▶ **Problem 1**: Print the part of the Mathematical Institute admissions guidance starting with "Performance at interview(s)" and going on through "prior to interview.".
▶ **Problem 2**: Proceed with the Mathematical Institute admissions guidance, picking up right after its final sentence.

▶ **Excerpted text**:
Other appropriate indicators will include:

Supporting documents

You will be required to supply supporting documents with your application, including references and an official transcript. See 'How to apply' for instructions on the documents you will need and how these will be assessed.

Performance at interview(s)

Interviews are normally held as part of the admissions process.  

In previous years, around 75% of applicants have been shortlisted for interview. Shortlisted applicants will be invited for interview normally two to three weeks after the admissions deadline. The department aims to give one weeks' notice prior to interview.

If invited, you can expect to be interviewed by at least two people. The interview could take place face-to-face, by telephone or Skype. The interview will consist of questions in light of your application and supporting documents against the assessment criteria and there will be technical mathematical questions. If being interviewed by Skype it is useful to have some paper and a marker pen to hand to show your answers.


Publications are not expected.

Other qualifications, evidence of excellence and relevant experience

Preference may be given to those who have previously studied partial differential equations and analysis.

2. English language requirement

Applicants whose first language is not English are usually required to provide evidence of proficiency in English at the standard level required by the University.

3. Availability of supervision, teaching, facilities and places

The following factors will govern whether candidates can be offered places:

  • The ability of the Mathematical Institute to provide the appropriate supervision, research opportunities, teaching and facilities for your chosen area of work. 
  • Minimum and maximum limits to the numbers of students who may be admitted to Oxford's research and taught programmes.

The provision of supervision, where required, is subject to the following points:

  • The allocation of graduate supervision is the responsibility of the Mathematical Institute and it is not always possible to accommodate the preferences of incoming graduate students to work with a particular member of staff. 
  • Under exceptional circumstances a supervisor may be found outside the Mathematical Institute.

You are allocated a supervisor for the first year and then your supervisor will change to reflect the area of your research for years two to four.

Where possible your academic supervisor will not then change for the remainder of your course, however it may be necessary to assign a new academic supervisor during the course of study or before registration for reasons which might include sabbatical leave, maternity leave or change in employment.

4. Disability, health conditions and specific learning difficulties

Students are selected for admission without regard to gender, marital or civil partnership status, disability, race, nationality, ethnic origin, religion or belief, sexual orientation, age or social background.

Decisions on admission are based solely on the individual academic merits of each candidate and the application of the entry requirements appropriate to the course.

Further information on how these matters are supported during the admissions process is available in our guidance for applicants with disabilities.

5. Assessors

All recommendations to admit a student involve the judgment of at least two members of academic staff with relevant experience and expertise, and additionally must be approved by the Director of Graduate Studies or Admissions Committee (or equivalent departmental persons or bodies).

Admissions panels or committees will always include at least one member of academic staff who has undertaken appropriate training.

6. Other information

Whether you have yet secured funding is not taken into consideration in the decision to make an initial offer of a place, but please note that the initial offer of a place will not be confirmed until you have completed a Financial Declaration.

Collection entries
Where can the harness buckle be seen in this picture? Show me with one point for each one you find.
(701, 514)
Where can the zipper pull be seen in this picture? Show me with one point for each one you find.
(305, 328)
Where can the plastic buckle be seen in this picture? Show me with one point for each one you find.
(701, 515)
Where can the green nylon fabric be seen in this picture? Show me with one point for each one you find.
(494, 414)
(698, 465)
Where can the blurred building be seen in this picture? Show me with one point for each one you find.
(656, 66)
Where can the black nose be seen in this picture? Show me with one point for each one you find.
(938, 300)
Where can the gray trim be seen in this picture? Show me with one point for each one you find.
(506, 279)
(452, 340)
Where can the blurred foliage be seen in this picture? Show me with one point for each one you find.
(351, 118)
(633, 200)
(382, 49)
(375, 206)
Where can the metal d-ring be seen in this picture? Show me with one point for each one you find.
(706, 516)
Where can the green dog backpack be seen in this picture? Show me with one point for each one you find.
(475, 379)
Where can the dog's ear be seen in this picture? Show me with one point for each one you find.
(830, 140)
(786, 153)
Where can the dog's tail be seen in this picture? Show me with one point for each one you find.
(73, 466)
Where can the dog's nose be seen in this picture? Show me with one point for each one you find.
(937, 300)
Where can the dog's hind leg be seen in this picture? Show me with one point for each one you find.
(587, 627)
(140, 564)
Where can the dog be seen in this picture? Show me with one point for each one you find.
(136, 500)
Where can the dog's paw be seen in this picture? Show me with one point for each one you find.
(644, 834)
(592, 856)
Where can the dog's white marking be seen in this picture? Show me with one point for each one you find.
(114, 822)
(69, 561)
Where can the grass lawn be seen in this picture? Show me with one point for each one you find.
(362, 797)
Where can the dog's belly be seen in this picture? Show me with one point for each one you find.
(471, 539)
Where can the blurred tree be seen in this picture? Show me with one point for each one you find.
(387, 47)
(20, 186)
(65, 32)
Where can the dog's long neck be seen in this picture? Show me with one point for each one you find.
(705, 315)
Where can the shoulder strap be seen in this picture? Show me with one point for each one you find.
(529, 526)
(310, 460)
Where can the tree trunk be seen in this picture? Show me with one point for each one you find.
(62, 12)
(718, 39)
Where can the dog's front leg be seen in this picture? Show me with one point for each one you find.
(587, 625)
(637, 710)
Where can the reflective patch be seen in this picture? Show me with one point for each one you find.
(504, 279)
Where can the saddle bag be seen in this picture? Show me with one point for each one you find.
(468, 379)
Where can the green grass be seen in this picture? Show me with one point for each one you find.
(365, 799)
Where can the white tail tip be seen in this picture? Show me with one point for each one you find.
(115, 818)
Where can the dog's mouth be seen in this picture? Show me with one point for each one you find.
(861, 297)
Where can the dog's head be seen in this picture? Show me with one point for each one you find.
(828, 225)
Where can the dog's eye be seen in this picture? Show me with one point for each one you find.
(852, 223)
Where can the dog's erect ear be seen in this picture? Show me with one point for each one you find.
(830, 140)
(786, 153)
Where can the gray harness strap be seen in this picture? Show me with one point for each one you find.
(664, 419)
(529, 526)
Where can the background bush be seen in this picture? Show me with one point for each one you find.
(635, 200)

▶ **Answer 1**:
Performance at interview(s)

Interviews are normally held as part of the admissions process.  

In previous years, around 75% of applicants have been shortlisted for interview. Shortlisted applicants will be invited for interview normally two to three weeks after the admissions deadline. The department aims to give one weeks' notice prior to interview.

▶ **Answer 2**:
The CDT in PDEs is based within the Mathematical Institute, which provides the following facilities within the recently completed purpose-built Andrew Wiles Building:

  • IT support
  • Whitehead Library and PDE bench collection
  • access to hot-desk office space in the first year and dedicated desk space in years two to four – all desks are equipped with a computer
  • large common room
  • extensive teaching space - six classrooms, three seminar rooms and three lecture theatres
  • on-site canteen
  • spring retreat and summer school

You will have the opportunity to spend time with our academic partners during years two to four with a student exchange of a few weeks to several months in duration. There will also be some internship opportunities with the CDT's non-academic partners.


There are over 1,100 full graduate scholarships available across the University, and these cover your course and college fees and provide a grant for living costs. If you apply by the relevant January deadline and fulfil the eligibility criteria you will be automatically considered. Over two thirds of Oxford scholarships require nothing more than the standard course application. Use the Fees, funding and scholarship search to find out which scholarships you are eligible for and if they require an additional application, full details of which are provided.

This programme has a dedicated stream of funding, and the majority of students on the programme are funded. Eligibility restrictions apply. Further details can be found on the CDT webpage.


Annual fees for entry in 2018-19

Fee status

Tuition fee

College fee

Total annual fees

(including Islands)

The fees shown above are the annual tuition and college fees for this course for entry in the stated academic year; for courses lasting longer than one year, please be aware that fees will usually increase annually. For details, please see our guidance on likely increases to fees and charges.

Tuition and college fees are payable each year for the duration of your fee liability (your fee liability is the length of time for which you are required to pay tuition and college fees).

Following the period of fee liability, you may also be required to pay a University continuation charge and a college continuation charge. The University and college continuation charges are shown on the Continuation charges page.

For more information about tuition fees, college fees and fee liability, please see the Fees section of this website. EU applicants should refer to our dedicated webpage for details of the implications of the UK’s plans to leave the European Union.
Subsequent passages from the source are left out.